**The task**
Please update the PyTorch forum excerpt, starting with "I would recommend" and going on through "oneSample = index[count].unsqueeze(0)", so that "accuracy" reads "precision" instead.

**Source document**
++++++
I see that you are using:

criterion = nn.KLDivLoss(reduction='sum')

to calculate a loss and pass the inputs via:

self.criterion(torch.log(y), Variable(true_dist, requires_grad=False))

Did you make sure that y is a probability distribution? It so, would it be possible to use log_sotmax instead of applying the log manually for a better numerical stability?

Also, probably unrelated to your issue, but remove the Variable usage as these were deprecated in PyTorch 0.4.

I would recommend to check where the first NaN value is coming from as I would expect to see an operation blowing up.

I made some changes to the get_final_answer function which uses log_softmax instead and the nan issue is resolved. Thank you very much! Now the model can achieve a 80% accuracy on the task. However, its only 80% on such a simple task, my problem is that an NLP model that is designed to capture relationships between hundreds of thousands of words can’t even perform an even number, odd number classification properly. I am wondering if this is a sign that I made some mistakes in my architecture?


    def combineProb(self, attention, index, generativeProbabilityD, pGen):
        # index (batch_size, src_length)
        # value (batch_size, tgt_length, src_length)
        final = None
        for count in range(0, index.size(0)):
            oneSample = index[count].unsqueeze(0)
++++++
**Given material**

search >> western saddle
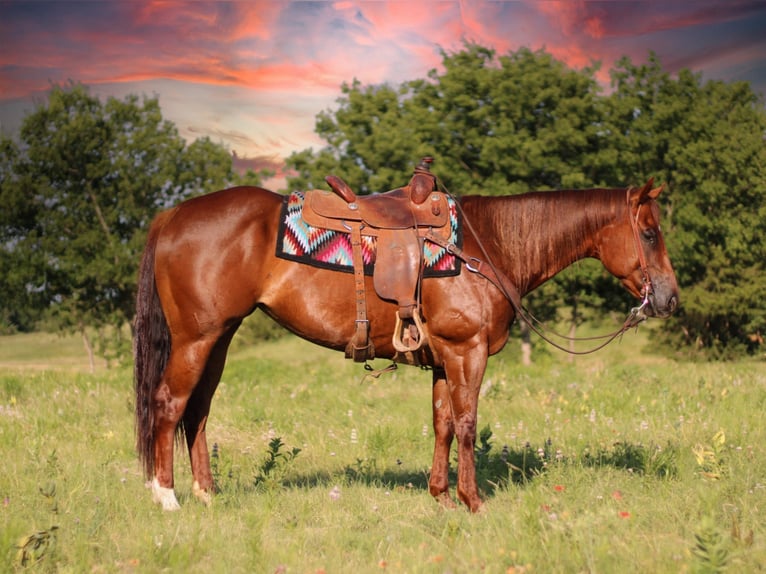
++++++
**Answer below**
I would recommend to check where the first NaN value is coming from as I would expect to see an operation blowing up.

I made some changes to the get_final_answer function which uses log_softmax instead and the nan issue is resolved. Thank you very much! Now the model can achieve a 80% precision on the task. However, its only 80% on such a simple task, my problem is that an NLP model that is designed to capture relationships between hundreds of thousands of words can’t even perform an even number, odd number classification properly. I am wondering if this is a sign that I made some mistakes in my architecture?


    def combineProb(self, attention, index, generativeProbabilityD, pGen):
        # index (batch_size, src_length)
        # value (batch_size, tgt_length, src_length)
        final = None
        for count in range(0, index.size(0)):
            oneSample = index[count].unsqueeze(0)